▸ **TASK REQUIREMENTS**:
Return every line in the data below that contains the word "deck".

▸ **TASK INPUTS**:
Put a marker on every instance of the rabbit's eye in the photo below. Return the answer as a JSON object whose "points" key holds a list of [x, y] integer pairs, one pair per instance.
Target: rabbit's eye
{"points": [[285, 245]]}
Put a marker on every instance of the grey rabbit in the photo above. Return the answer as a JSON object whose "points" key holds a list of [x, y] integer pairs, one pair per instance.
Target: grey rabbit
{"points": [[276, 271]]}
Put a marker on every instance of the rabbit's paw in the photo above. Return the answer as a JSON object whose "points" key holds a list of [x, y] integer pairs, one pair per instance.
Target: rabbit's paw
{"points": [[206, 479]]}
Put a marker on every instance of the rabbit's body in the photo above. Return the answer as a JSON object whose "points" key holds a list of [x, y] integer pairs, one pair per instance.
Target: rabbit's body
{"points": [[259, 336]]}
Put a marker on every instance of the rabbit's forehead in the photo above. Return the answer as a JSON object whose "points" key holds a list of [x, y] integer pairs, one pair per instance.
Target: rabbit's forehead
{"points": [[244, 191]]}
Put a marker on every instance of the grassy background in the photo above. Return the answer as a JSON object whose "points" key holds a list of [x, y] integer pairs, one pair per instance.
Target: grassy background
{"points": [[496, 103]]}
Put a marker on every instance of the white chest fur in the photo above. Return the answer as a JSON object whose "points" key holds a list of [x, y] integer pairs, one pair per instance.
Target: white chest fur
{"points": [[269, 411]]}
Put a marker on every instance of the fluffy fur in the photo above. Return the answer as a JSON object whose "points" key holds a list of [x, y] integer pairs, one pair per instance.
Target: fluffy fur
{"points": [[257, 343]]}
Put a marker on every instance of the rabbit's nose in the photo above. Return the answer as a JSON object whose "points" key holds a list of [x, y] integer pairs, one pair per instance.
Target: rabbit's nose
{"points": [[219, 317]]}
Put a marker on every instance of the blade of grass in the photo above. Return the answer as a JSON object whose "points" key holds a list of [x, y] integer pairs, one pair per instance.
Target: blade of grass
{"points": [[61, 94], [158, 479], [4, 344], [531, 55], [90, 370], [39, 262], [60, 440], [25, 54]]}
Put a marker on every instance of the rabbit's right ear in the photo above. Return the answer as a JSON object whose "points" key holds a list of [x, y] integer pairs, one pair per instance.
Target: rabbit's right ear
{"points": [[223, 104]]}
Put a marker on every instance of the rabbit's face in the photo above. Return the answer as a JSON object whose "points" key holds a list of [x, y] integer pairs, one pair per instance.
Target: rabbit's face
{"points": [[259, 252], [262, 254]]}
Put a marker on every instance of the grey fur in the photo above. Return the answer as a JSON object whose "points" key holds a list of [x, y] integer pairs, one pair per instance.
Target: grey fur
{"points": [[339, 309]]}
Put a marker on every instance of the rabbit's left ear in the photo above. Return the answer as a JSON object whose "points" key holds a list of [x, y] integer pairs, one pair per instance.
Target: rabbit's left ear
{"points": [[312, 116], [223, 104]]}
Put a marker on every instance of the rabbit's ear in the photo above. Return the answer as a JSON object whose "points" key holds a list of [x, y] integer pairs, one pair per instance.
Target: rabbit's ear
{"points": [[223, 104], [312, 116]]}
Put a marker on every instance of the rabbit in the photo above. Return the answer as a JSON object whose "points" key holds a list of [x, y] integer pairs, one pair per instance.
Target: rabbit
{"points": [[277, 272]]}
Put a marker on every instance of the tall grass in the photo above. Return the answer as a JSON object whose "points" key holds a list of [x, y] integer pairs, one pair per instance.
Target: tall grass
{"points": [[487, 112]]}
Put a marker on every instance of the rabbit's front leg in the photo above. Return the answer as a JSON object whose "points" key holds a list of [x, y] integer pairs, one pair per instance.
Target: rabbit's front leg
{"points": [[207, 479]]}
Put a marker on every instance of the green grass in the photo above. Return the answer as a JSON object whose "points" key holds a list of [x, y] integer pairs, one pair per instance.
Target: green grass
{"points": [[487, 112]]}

--

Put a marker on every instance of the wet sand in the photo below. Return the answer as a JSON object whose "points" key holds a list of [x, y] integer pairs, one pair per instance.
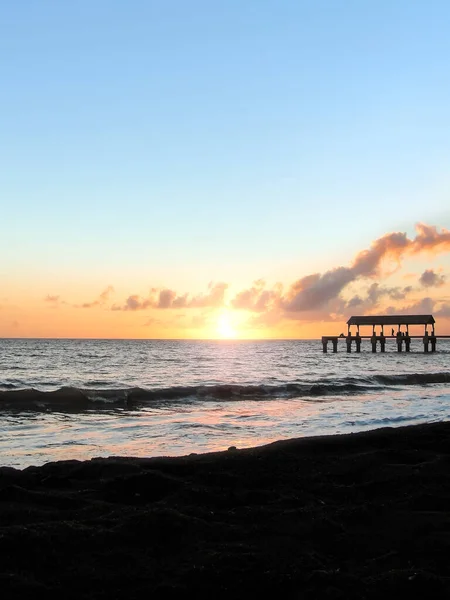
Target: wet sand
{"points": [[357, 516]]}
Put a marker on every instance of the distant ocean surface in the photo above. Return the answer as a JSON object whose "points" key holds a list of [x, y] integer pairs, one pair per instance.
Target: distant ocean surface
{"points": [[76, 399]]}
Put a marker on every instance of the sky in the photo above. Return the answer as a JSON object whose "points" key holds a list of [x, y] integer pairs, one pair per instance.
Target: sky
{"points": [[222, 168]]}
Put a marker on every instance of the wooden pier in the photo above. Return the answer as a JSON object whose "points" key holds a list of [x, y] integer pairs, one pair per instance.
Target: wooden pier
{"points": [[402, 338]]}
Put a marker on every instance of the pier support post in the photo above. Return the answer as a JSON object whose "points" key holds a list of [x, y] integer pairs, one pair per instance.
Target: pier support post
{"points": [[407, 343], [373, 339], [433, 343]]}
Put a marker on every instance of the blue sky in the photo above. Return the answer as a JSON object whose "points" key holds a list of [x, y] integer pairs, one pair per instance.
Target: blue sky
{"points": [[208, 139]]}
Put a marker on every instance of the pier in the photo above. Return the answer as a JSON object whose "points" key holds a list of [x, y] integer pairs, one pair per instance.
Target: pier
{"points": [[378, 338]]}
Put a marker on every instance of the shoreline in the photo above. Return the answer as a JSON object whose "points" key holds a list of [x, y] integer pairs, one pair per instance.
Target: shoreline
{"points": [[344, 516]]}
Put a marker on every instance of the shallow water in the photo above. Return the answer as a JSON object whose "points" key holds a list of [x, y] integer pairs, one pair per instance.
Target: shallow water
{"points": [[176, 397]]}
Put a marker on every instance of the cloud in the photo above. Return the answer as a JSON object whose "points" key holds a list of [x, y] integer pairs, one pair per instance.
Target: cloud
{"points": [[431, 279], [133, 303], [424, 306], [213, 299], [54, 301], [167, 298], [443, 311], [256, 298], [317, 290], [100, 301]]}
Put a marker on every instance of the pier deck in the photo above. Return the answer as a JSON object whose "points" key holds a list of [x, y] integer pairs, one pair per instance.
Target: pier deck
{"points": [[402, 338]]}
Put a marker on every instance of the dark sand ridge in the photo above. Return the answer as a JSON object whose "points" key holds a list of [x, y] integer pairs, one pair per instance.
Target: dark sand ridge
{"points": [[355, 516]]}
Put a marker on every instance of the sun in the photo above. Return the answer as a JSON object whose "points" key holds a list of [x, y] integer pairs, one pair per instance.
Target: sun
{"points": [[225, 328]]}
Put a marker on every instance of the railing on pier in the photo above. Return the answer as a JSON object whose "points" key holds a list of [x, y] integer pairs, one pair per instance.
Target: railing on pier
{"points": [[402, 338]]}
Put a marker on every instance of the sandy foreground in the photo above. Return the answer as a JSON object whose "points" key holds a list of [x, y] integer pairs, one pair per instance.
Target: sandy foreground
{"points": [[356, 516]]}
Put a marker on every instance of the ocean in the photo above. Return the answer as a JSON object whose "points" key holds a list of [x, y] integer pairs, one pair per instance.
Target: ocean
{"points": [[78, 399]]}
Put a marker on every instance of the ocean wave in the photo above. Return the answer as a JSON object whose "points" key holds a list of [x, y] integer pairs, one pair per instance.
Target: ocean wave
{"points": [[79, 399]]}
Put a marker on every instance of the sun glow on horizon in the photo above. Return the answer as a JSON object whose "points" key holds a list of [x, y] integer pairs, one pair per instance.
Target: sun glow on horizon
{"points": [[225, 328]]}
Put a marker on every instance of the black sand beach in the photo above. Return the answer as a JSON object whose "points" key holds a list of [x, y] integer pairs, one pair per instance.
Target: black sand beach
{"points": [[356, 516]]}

▸ **RESULT FOR THIS TASK**:
Put a marker on every instance of the pier deck in the photo above. Return the answer as a JSON object whose "points" key holds a list of [x, y] integer pairs, one pair per instance.
Target: pier deck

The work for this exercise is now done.